> _Aim of the task_
Each line of the listing below should come back exactly as it is.

--- Available data Enclosed Below ---

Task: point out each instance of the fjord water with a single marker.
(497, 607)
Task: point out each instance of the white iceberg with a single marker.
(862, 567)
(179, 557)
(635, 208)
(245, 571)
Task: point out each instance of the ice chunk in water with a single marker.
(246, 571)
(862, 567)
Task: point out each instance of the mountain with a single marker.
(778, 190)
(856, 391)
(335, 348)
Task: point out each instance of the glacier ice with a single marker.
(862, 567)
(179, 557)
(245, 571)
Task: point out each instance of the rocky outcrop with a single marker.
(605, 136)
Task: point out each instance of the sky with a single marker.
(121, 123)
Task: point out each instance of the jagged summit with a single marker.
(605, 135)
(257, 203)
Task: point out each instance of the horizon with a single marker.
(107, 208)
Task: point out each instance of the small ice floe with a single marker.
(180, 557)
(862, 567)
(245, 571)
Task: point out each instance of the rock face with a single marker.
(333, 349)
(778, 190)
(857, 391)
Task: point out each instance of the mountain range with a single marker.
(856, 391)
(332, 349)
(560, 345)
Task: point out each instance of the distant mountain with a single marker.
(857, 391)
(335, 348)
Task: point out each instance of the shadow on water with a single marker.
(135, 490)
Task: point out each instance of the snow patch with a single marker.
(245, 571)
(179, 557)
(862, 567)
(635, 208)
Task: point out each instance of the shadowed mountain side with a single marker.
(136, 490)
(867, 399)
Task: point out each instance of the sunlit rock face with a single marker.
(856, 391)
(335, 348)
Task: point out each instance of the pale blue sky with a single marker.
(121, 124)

--- End of Enclosed Available data ---

> _Answer space_
Task: point out each instance of the fjord water with a single marker.
(497, 607)
Task: point out each instance of the white iceberg with a single marker.
(862, 567)
(179, 557)
(635, 208)
(245, 571)
Task: point out each instance of the ice chunk in water with a single marker.
(246, 571)
(862, 567)
Task: point out each instance of the mountain with a single marker.
(778, 190)
(856, 391)
(335, 348)
Task: point out each instance of the glacier ice with a single marker.
(862, 567)
(179, 557)
(245, 571)
Task: point out each instance of the rocky outcrop with a single marker.
(605, 136)
Task: point out each instance of the sky with a single marker.
(121, 123)
Task: point out each instance of the jagged summit with a single marker.
(605, 135)
(257, 203)
Task: point out each instance of the horizon with a single marker.
(107, 208)
Task: point out each instance of the small ice floe with a single marker.
(180, 557)
(862, 567)
(245, 571)
Task: point out each instance of the rock face with a single marker.
(333, 349)
(778, 190)
(857, 391)
Task: point out each instance of the mountain range with a single marker.
(856, 391)
(332, 349)
(560, 345)
Task: point out each instance of the distant mountain with a single marker.
(857, 391)
(335, 348)
Task: point out each instance of the shadow on water with a single marker.
(135, 490)
Task: point out each instance of the snow patch with a single marker.
(245, 571)
(179, 557)
(862, 567)
(635, 208)
Task: point out each instance of the shadowed mountain side with a single marker.
(136, 490)
(867, 399)
Task: point out each instance of the sunlit rock face with a single marker.
(856, 391)
(335, 348)
Task: point out each instance of the pale blue sky with a single marker.
(121, 124)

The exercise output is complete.